What you should do => Return every line of the material below that contains the word "point", copying each one in full.

Materials provided =>
##########

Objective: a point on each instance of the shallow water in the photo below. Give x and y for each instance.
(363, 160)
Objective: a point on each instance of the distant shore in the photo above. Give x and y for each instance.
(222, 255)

##########

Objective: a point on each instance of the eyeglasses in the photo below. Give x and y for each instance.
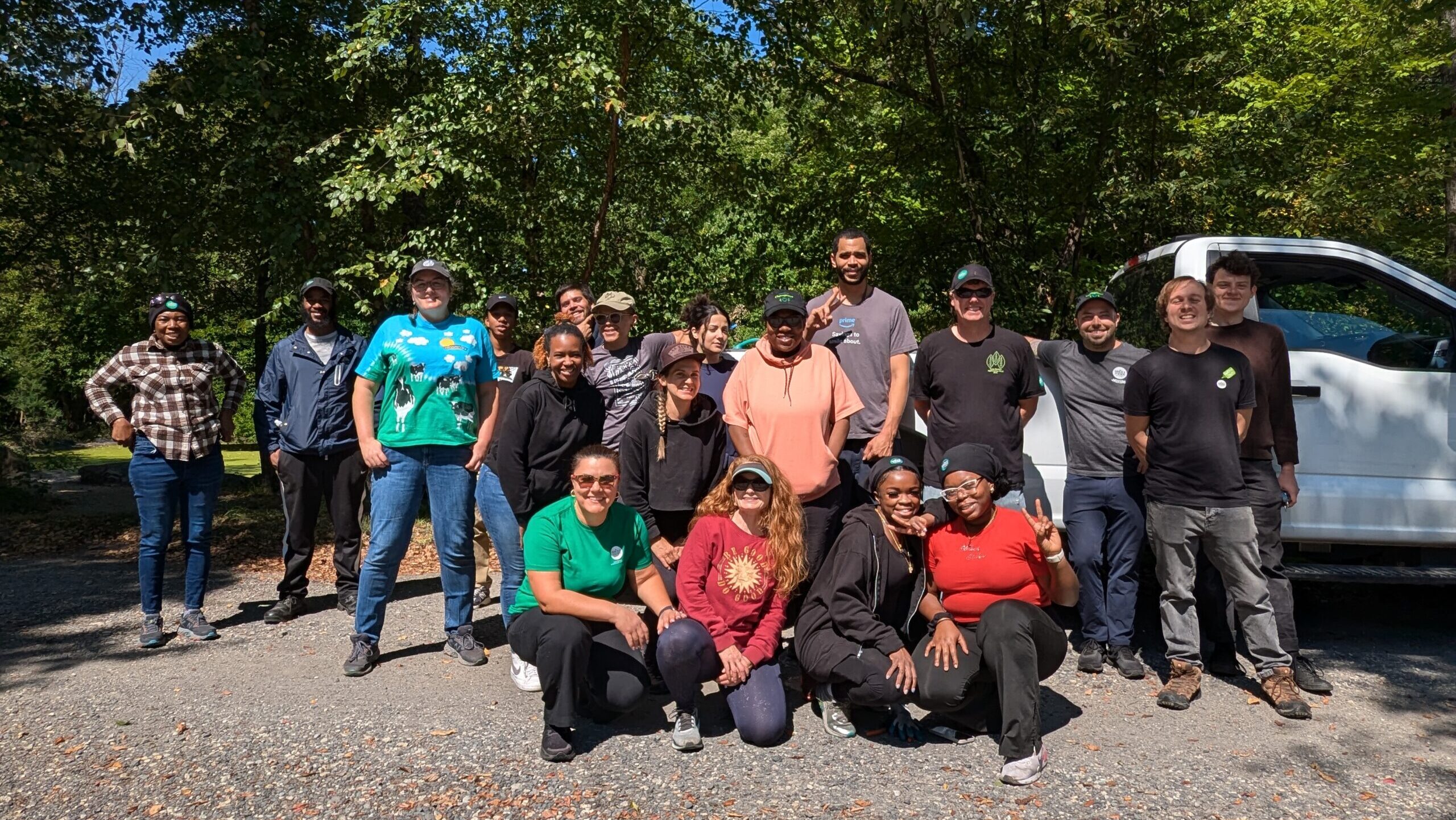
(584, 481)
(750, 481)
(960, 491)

##########

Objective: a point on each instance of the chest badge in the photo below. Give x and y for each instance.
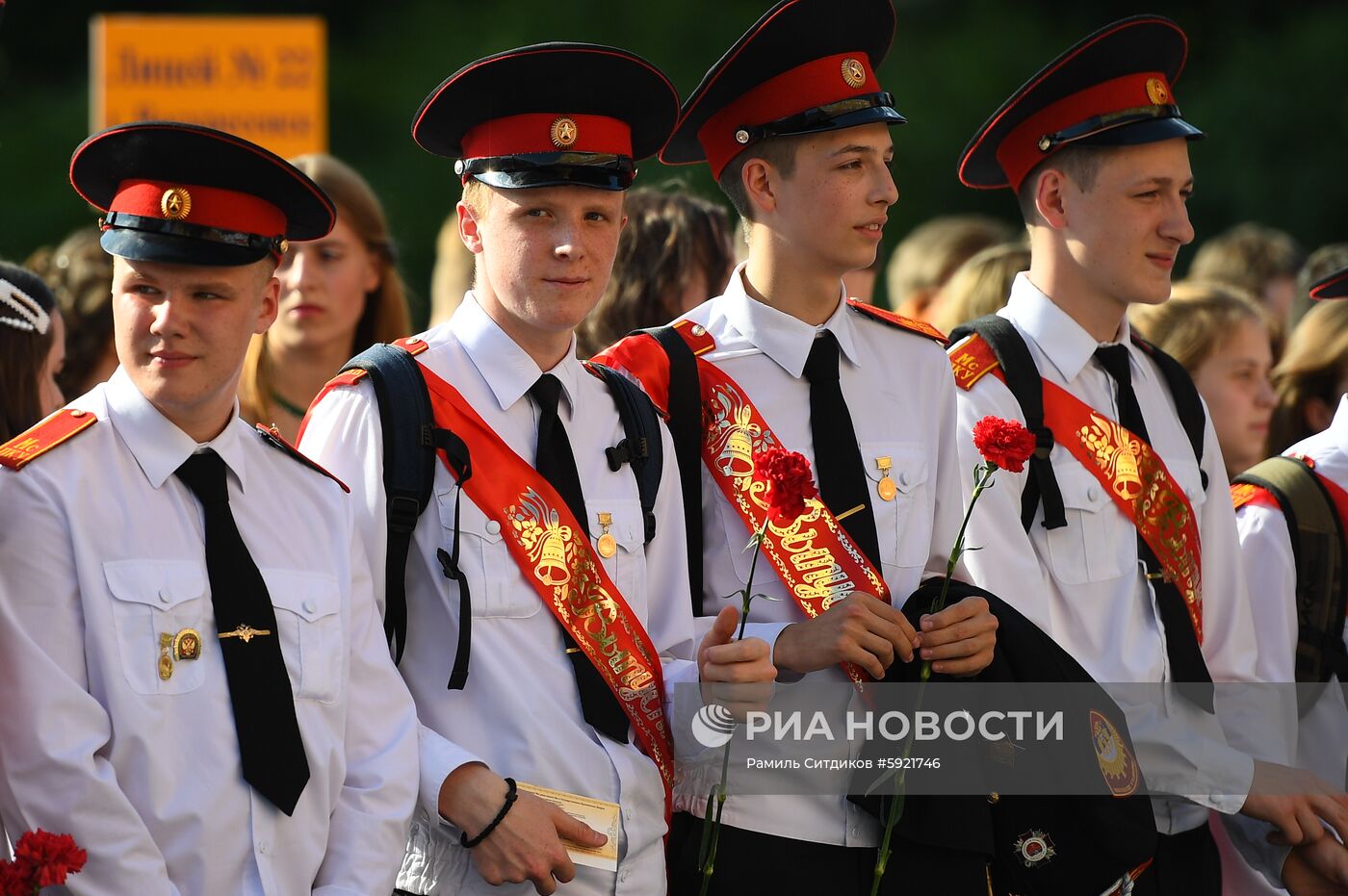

##########

Completed task =>
Objective: a point on each instance of the shallow water in the photo below. Give x and y for each instance.
Objective: a point on each instance of the distant shore in the photo above. Give x and y for each instance.
Objective: a point on each instance of the eyeglasses in the photo below. Give x and y for each instance.
Objective: a point on each instance of the chest badge in the photo below. Give x and y for each instance.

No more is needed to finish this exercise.